*** GIVEN PASSAGE ***

Yonge Street is pretty skeevy. A UofT graduate, who graduated in the late 1980s, told me that they were always told to stay off Yonge Street at night. Two weeks ago, one of my friends was flashed while on their way home in front of the 7/11 on College. I live right on Yonge Street and I have seen my fair share of interesting sights. It is safe to say Yonge Street downtown has earned a reputation.

Yonge Street is going to be torn down within the next 10 years. Take a nice long walk through it and take in those sites because they are an endangered species. Condo towers will reign from Bloor down to Lake Ontario and Yonge Street will be a condo tower jungle by 2027. All that makes Yonge Street good and bad will be erased to form a modern 21st-century downtown core. This is Toronto’s Yonge Street of tomorrow.

Zooming out, this is not at all about being scared of low-income housing and saying they should be removed from a historic area; far from it. We are talking about the issue of gentrification and a changing city. I am here to argue that a complete rejection of any gentrification grinds the open culture of a city like Toronto to a halt. However, using property value and location to force people out because they cannot afford living there is immoral. We cannot allow nameless, faceless real estate appraisers to dictate how the city should grow. That is the distinction. If an area becomes a student apartment neighbourhood over time because of proximity to campus, and it changes the demographic of that neighbourhood, that is a dynamic sign of a growing city.

Another side of gentrification is that when a neighbourhood is not doing well economically, it is bought out by larger and more profitable enterprises. It is important that small businesses belonging to these well-established communities are supported. Regardless of urban transformations, if a small business is not getting customers, it will disappear. Saying you want things to stay the same and then ordering books on Amazon does not work. The slightly higher costs of items at small businesses may offset a necessity to save money, but it preserves culture instead of eliminating. Or you can seek out a $22 haircut at a barbershop and strike up a great conversation for free. There has to be much more of a dialogue about gentrification in growing cities.

*** SUPPLIED DATA ***

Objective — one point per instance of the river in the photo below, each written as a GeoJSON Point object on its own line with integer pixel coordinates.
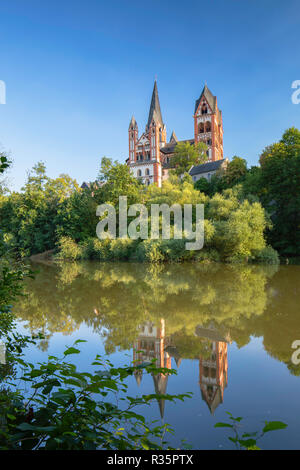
{"type": "Point", "coordinates": [226, 330]}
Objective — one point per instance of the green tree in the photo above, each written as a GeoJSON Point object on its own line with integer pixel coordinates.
{"type": "Point", "coordinates": [280, 178]}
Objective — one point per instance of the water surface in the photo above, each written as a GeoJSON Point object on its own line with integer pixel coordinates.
{"type": "Point", "coordinates": [227, 330]}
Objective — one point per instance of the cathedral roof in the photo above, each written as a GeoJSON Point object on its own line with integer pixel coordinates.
{"type": "Point", "coordinates": [210, 98]}
{"type": "Point", "coordinates": [173, 137]}
{"type": "Point", "coordinates": [133, 123]}
{"type": "Point", "coordinates": [206, 167]}
{"type": "Point", "coordinates": [170, 146]}
{"type": "Point", "coordinates": [154, 112]}
{"type": "Point", "coordinates": [160, 385]}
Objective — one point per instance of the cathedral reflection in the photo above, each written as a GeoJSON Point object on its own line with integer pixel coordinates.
{"type": "Point", "coordinates": [153, 343]}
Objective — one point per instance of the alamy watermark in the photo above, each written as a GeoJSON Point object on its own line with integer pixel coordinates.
{"type": "Point", "coordinates": [2, 92]}
{"type": "Point", "coordinates": [296, 93]}
{"type": "Point", "coordinates": [160, 218]}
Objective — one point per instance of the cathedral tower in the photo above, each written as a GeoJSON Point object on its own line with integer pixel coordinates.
{"type": "Point", "coordinates": [208, 126]}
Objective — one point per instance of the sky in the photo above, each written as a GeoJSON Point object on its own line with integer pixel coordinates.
{"type": "Point", "coordinates": [76, 71]}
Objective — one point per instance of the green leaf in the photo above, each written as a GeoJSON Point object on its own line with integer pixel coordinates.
{"type": "Point", "coordinates": [31, 427]}
{"type": "Point", "coordinates": [247, 443]}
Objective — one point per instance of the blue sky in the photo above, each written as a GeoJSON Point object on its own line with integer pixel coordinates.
{"type": "Point", "coordinates": [76, 71]}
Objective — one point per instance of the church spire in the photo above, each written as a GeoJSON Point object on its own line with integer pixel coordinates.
{"type": "Point", "coordinates": [154, 112]}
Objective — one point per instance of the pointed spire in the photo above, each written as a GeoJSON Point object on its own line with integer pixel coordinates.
{"type": "Point", "coordinates": [133, 123]}
{"type": "Point", "coordinates": [173, 137]}
{"type": "Point", "coordinates": [138, 377]}
{"type": "Point", "coordinates": [154, 112]}
{"type": "Point", "coordinates": [160, 386]}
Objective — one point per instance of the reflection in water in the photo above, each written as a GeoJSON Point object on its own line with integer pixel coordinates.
{"type": "Point", "coordinates": [151, 344]}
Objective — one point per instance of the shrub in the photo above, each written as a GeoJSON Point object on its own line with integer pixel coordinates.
{"type": "Point", "coordinates": [267, 256]}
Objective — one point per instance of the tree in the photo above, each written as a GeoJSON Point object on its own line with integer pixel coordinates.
{"type": "Point", "coordinates": [187, 155]}
{"type": "Point", "coordinates": [202, 185]}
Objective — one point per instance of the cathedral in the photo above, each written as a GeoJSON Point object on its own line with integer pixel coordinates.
{"type": "Point", "coordinates": [150, 155]}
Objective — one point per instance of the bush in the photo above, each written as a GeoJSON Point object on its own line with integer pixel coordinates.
{"type": "Point", "coordinates": [56, 407]}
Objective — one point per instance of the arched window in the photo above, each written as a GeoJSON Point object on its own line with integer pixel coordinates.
{"type": "Point", "coordinates": [201, 128]}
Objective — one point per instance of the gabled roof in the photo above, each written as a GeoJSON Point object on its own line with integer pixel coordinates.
{"type": "Point", "coordinates": [206, 167]}
{"type": "Point", "coordinates": [173, 137]}
{"type": "Point", "coordinates": [210, 98]}
{"type": "Point", "coordinates": [154, 112]}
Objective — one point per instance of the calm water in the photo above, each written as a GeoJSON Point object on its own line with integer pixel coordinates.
{"type": "Point", "coordinates": [227, 330]}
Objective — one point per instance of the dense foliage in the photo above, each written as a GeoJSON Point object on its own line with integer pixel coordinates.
{"type": "Point", "coordinates": [53, 405]}
{"type": "Point", "coordinates": [248, 212]}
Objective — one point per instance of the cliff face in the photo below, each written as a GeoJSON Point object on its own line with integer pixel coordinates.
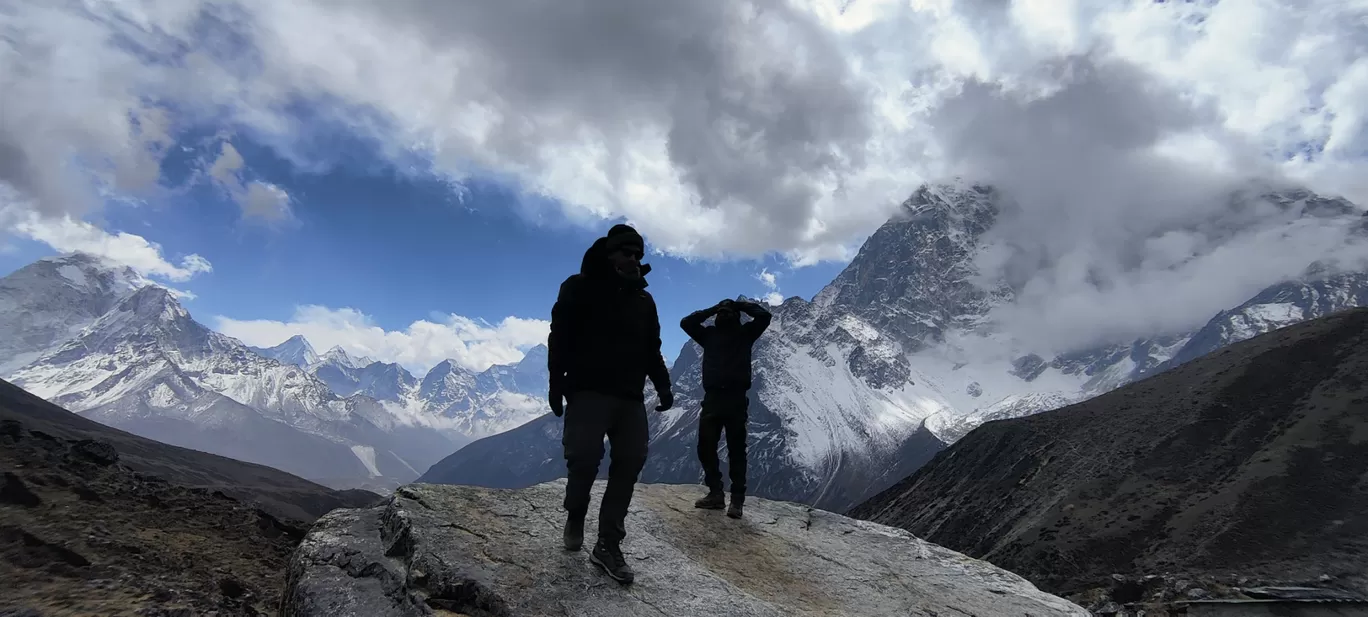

***

Continue the opinion piece on Yonge Street and gentrification in Toronto, starting after its last sentence.

■ TASK OUTPUT:
What I am now addressing can be paralleled to actively trying to live sustainably: recycling, composting, using reusable bags, biking, and cutting down on meat consumption. Supporting local city culture is tantamount to a lifestyle change requiring active thinking and not passive convenience. It is harder in a city than a smaller town. There are hundreds of stores at our disposal, but waking up means going to Canada Computers instead of Best Buy when faced with a broken computer, or buying that book you want at Seekers on Bloor instead of at Indigo. These multi-million dollar investments on Yonge Street definitely inject lots of money into the city but it does not trickle down and disperse throughout the city; it corporatizes the neighbourhood in which convenience is valued over culture.

While urban development, like carbon pricing and net neutrality, is not everyone’s favourite topic to discuss, it is necessary to understand. We should care and be active about our city’s culture because we cannot let more neighbourhoods fall by the wayside strictly because of grand investments of real estate giants. While we may have lost Yonge Street, it’s not too late for Toronto. No matter where you come from, being a part of city culture can start today. Towers will scrape the sky as Toronto develops more and more onto the global stage. But we have the responsibility to strike a balance between explosive, ambitious growth and sustaining the local culture.